* Information shown:
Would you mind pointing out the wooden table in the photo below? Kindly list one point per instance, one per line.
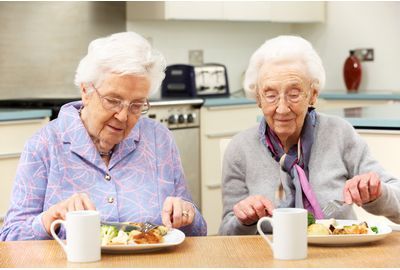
(210, 251)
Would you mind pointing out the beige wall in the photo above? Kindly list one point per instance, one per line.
(361, 24)
(348, 25)
(41, 44)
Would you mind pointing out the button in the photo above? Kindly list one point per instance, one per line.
(181, 119)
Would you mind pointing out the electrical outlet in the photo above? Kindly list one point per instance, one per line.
(365, 54)
(196, 57)
(150, 40)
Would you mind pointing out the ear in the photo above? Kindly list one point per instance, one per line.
(314, 96)
(258, 99)
(84, 94)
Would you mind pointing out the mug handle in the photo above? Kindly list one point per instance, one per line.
(261, 220)
(55, 236)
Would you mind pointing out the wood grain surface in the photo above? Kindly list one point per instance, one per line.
(210, 251)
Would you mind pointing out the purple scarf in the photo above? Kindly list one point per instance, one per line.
(295, 162)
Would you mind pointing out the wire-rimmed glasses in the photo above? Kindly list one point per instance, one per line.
(272, 97)
(116, 104)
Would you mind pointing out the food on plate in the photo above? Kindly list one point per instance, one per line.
(330, 227)
(110, 235)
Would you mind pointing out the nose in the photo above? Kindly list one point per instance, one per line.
(282, 106)
(122, 115)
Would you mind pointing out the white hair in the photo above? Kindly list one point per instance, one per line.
(125, 53)
(283, 48)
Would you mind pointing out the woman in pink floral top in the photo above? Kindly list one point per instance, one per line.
(101, 154)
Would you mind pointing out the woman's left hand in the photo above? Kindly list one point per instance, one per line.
(362, 189)
(177, 212)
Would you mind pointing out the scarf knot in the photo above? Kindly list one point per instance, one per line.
(295, 163)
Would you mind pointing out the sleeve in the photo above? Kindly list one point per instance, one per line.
(199, 226)
(234, 189)
(360, 161)
(24, 218)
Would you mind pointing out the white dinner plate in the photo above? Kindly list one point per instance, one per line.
(352, 239)
(173, 238)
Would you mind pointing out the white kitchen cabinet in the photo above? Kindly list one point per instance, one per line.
(275, 11)
(290, 12)
(325, 104)
(13, 136)
(217, 123)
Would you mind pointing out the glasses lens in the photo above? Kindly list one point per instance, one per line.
(111, 103)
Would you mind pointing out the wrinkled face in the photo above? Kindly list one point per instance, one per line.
(284, 94)
(108, 127)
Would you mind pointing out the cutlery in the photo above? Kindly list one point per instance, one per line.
(122, 226)
(127, 227)
(394, 227)
(332, 207)
(148, 226)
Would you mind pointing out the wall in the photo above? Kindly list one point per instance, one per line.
(348, 25)
(229, 43)
(351, 25)
(42, 42)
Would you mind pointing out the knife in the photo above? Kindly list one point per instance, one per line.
(122, 226)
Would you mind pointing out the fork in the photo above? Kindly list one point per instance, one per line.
(332, 207)
(147, 226)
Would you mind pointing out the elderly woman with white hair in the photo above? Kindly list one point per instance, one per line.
(297, 157)
(101, 154)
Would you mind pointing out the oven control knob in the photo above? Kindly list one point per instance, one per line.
(181, 119)
(190, 118)
(172, 119)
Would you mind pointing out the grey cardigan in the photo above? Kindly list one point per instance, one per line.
(338, 154)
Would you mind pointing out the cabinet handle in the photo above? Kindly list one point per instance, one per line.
(222, 134)
(24, 122)
(214, 186)
(9, 155)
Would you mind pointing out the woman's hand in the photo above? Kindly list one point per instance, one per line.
(78, 201)
(251, 209)
(363, 188)
(177, 212)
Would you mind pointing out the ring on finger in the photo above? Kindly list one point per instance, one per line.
(185, 213)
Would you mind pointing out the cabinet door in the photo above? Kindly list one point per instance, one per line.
(217, 124)
(194, 10)
(231, 11)
(275, 11)
(174, 10)
(384, 146)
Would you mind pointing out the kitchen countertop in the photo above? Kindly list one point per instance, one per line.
(361, 95)
(374, 117)
(21, 114)
(227, 101)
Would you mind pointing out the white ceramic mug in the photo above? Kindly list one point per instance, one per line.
(83, 236)
(289, 238)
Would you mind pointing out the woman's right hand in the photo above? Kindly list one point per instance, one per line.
(78, 201)
(251, 209)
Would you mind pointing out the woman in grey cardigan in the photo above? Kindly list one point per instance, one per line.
(297, 157)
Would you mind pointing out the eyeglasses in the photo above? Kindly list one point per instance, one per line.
(294, 96)
(116, 104)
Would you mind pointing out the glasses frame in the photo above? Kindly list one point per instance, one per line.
(121, 104)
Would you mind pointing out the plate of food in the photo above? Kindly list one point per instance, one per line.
(128, 238)
(332, 232)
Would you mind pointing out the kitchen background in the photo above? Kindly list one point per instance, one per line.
(41, 44)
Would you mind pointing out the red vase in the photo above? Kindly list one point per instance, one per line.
(352, 72)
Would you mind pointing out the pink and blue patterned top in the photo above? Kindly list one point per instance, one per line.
(61, 160)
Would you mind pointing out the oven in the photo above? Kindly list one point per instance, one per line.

* Given task: Reproduce only those lines of the entries above that run from the line with "Would you mind pointing out the woman's right" to the final line.

* Solved exercise:
Would you mind pointing out the woman's right hand in the photo above? Kindly list one point per instance, one per line.
(78, 201)
(251, 209)
Would you mind pointing out the woman in grey cardigan in the photo above? Kindly list one point per instance, one per line.
(297, 157)
Would you mind pointing out the eyeglasses in the photo above? Kindly list one point per instance, one per line.
(294, 96)
(116, 104)
Would you mind pointing out the glasses frame in the photo above? Kindly list one point per instance, one per line.
(121, 104)
Would you mind pointing out the plate of food in the photo above? Kindly list one point per instance, one per line.
(128, 238)
(332, 232)
Would you mind pointing out the kitchen background in the photo above? Kindly list one point per instance, one per line.
(41, 44)
Would you mind pointing out the red vase in the photo above? Kindly list one point per instance, one per line.
(352, 72)
Would you mind pointing out the pink and blue patterned top in the photo above? Kindly list one point per instance, one per line.
(61, 160)
Would you mind pointing out the oven in the photo above? Kindly list one point per instance, one per line.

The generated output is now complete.